WHAT YOU WILL DO: Copy in full every line of the items below that contains the string "cloud".
==*==
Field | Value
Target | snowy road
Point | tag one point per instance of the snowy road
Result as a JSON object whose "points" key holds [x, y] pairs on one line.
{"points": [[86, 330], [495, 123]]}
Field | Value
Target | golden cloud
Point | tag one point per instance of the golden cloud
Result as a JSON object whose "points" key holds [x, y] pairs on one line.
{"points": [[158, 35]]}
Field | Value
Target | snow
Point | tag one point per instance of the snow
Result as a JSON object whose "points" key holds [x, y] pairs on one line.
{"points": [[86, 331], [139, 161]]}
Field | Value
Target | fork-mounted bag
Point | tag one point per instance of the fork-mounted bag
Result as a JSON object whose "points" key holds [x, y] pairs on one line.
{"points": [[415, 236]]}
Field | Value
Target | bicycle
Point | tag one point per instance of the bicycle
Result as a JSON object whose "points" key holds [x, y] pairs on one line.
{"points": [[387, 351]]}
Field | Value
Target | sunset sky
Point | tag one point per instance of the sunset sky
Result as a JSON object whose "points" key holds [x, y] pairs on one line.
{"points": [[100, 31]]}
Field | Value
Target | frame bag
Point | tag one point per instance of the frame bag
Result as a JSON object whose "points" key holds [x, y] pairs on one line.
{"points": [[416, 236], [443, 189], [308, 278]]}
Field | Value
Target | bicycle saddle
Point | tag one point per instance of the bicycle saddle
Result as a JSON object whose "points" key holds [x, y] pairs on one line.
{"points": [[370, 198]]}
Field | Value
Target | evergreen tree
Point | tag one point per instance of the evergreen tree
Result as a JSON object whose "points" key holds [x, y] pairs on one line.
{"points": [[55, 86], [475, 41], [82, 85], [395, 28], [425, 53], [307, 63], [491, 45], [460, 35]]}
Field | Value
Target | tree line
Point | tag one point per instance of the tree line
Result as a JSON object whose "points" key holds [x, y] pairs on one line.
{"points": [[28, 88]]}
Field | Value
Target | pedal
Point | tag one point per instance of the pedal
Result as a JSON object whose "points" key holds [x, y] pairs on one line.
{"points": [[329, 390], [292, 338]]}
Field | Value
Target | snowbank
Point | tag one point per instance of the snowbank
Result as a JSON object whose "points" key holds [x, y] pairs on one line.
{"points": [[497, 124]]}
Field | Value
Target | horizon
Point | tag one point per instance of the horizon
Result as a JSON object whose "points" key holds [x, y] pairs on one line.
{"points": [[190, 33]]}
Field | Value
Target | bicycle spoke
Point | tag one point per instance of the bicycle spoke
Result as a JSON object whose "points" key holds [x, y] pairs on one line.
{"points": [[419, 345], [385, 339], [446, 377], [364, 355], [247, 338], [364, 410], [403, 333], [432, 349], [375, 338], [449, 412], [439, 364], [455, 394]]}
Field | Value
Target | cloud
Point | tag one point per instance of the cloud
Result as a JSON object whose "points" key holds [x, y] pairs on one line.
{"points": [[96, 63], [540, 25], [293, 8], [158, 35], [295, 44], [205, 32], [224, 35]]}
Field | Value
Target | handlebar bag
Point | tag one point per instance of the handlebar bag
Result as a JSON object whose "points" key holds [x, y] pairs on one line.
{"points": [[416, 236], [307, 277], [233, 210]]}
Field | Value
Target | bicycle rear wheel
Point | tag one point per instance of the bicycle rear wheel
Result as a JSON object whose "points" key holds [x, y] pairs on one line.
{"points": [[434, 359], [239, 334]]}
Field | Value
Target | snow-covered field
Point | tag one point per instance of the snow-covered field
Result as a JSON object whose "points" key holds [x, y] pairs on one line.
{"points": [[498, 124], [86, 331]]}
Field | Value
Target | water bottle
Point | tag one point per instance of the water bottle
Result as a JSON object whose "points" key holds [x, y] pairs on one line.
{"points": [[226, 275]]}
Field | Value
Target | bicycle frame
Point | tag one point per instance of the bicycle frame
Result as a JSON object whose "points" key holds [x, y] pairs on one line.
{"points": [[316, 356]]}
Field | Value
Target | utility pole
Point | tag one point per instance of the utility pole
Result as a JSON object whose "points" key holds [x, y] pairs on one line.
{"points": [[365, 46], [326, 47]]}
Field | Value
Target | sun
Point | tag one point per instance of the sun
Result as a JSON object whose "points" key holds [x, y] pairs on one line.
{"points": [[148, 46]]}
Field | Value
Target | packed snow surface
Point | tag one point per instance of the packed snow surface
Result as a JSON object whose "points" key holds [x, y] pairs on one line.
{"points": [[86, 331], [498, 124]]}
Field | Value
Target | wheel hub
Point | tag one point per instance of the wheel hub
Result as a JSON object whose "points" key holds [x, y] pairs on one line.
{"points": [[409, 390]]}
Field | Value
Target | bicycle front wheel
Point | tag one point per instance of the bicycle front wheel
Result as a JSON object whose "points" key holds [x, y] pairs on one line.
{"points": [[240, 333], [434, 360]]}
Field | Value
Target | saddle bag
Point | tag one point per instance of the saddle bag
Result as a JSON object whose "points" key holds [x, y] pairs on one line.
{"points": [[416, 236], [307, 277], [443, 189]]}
==*==
THE ANSWER:
Target | golden cloud
Point | tag one point per instance of the golden cloud
Target | cloud
Point | tag one point per instance of the cloud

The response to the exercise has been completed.